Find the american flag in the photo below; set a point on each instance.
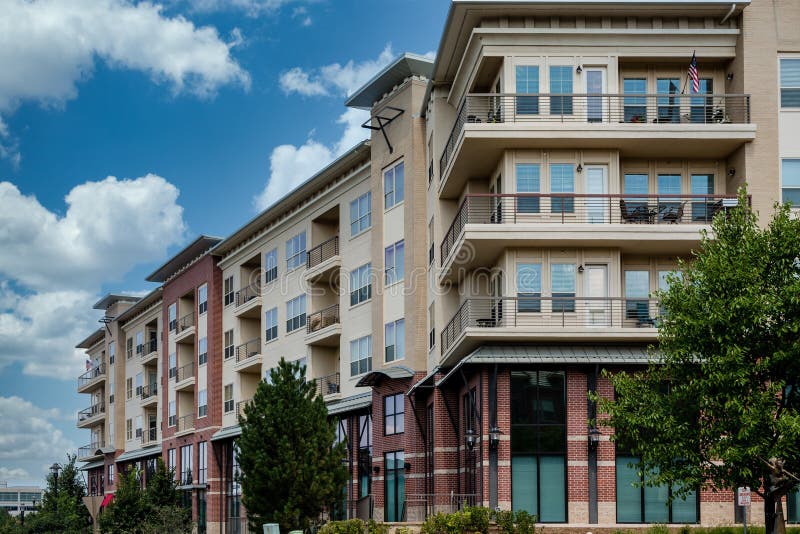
(693, 74)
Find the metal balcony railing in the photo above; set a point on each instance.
(248, 350)
(248, 293)
(327, 385)
(550, 312)
(324, 251)
(182, 373)
(185, 322)
(91, 374)
(572, 208)
(91, 411)
(637, 108)
(323, 318)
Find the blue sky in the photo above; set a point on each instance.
(203, 111)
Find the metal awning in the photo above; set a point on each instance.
(227, 432)
(393, 372)
(141, 453)
(554, 354)
(351, 404)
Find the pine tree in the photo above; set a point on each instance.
(291, 468)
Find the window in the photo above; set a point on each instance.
(527, 182)
(361, 356)
(393, 186)
(529, 287)
(202, 403)
(202, 351)
(790, 83)
(360, 285)
(561, 84)
(395, 340)
(271, 265)
(394, 480)
(635, 107)
(790, 181)
(637, 291)
(172, 314)
(228, 344)
(295, 313)
(227, 293)
(360, 214)
(228, 398)
(393, 414)
(271, 320)
(562, 180)
(539, 444)
(296, 251)
(202, 299)
(394, 263)
(527, 83)
(648, 504)
(562, 282)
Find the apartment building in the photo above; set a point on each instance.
(457, 283)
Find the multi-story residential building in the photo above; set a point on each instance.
(457, 283)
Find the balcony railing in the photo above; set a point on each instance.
(91, 374)
(597, 108)
(327, 385)
(551, 312)
(248, 293)
(571, 208)
(324, 251)
(182, 373)
(185, 422)
(323, 318)
(185, 322)
(91, 411)
(248, 350)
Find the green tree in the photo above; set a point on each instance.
(290, 465)
(62, 508)
(721, 407)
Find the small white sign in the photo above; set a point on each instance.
(743, 496)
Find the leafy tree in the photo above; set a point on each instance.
(290, 465)
(721, 408)
(62, 508)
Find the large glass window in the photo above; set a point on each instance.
(529, 287)
(539, 444)
(790, 83)
(561, 84)
(394, 467)
(646, 504)
(528, 181)
(527, 83)
(361, 214)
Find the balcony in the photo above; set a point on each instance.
(150, 394)
(248, 357)
(324, 328)
(248, 301)
(328, 385)
(323, 261)
(91, 451)
(640, 125)
(551, 319)
(645, 224)
(150, 352)
(184, 377)
(92, 378)
(92, 415)
(185, 329)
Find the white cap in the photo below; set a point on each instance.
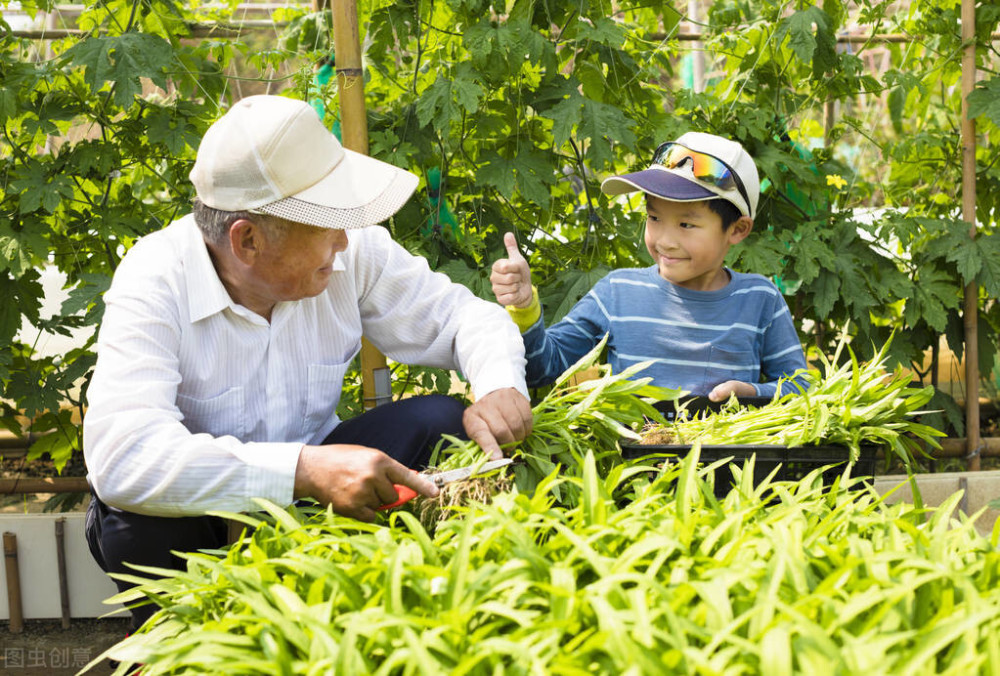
(272, 155)
(680, 185)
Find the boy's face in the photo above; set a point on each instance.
(688, 244)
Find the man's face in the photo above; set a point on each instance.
(298, 262)
(687, 242)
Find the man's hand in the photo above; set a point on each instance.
(722, 391)
(354, 480)
(511, 276)
(501, 417)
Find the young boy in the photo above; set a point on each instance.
(707, 329)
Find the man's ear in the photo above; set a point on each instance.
(740, 228)
(245, 240)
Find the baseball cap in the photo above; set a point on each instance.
(697, 166)
(272, 155)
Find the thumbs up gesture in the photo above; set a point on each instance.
(511, 276)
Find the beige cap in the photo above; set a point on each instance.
(272, 155)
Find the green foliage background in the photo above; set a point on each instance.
(523, 107)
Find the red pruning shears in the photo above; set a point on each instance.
(441, 478)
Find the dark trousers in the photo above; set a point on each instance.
(407, 430)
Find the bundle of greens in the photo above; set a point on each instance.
(672, 580)
(573, 419)
(850, 405)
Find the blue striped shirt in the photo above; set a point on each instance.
(696, 339)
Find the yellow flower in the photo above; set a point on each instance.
(836, 180)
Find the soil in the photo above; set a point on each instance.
(45, 648)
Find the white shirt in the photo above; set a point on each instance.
(198, 404)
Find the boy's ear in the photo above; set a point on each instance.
(739, 230)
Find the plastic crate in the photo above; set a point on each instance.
(792, 462)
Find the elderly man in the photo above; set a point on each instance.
(227, 334)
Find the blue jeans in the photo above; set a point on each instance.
(406, 430)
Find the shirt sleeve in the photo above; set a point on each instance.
(550, 351)
(140, 456)
(782, 355)
(417, 316)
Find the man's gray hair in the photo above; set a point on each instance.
(215, 223)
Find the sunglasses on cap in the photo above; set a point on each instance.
(705, 167)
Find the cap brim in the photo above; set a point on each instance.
(658, 182)
(360, 191)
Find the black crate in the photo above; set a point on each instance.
(792, 462)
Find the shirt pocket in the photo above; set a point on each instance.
(325, 382)
(726, 364)
(221, 415)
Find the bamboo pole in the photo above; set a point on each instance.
(970, 311)
(16, 625)
(354, 129)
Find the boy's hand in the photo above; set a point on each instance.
(722, 391)
(511, 276)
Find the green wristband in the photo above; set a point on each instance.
(525, 317)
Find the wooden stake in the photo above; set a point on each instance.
(970, 310)
(13, 583)
(354, 129)
(61, 564)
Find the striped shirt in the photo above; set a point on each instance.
(695, 339)
(197, 403)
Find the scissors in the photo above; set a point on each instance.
(441, 478)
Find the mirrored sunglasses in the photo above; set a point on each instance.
(705, 167)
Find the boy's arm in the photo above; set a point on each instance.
(548, 351)
(782, 355)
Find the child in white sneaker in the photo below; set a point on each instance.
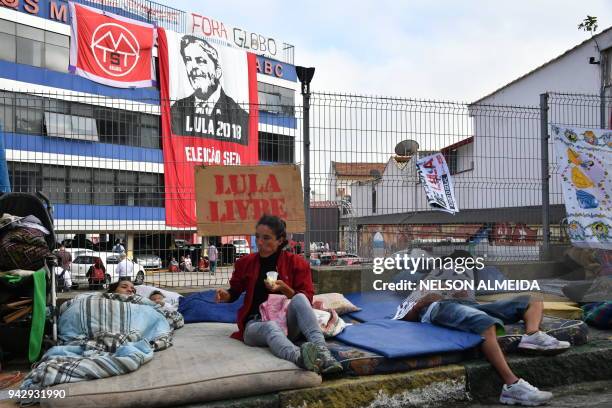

● Task description
Report each line in the data above that contains the word "white".

● Task response
Find the small white sign in the photo above; set a point on each instance.
Find the white cap in the photo below; set a point on each instance.
Find the white shirt in the photo above; set a point on each instance.
Find the child in white sneaker in the photo below; set a point on each instance.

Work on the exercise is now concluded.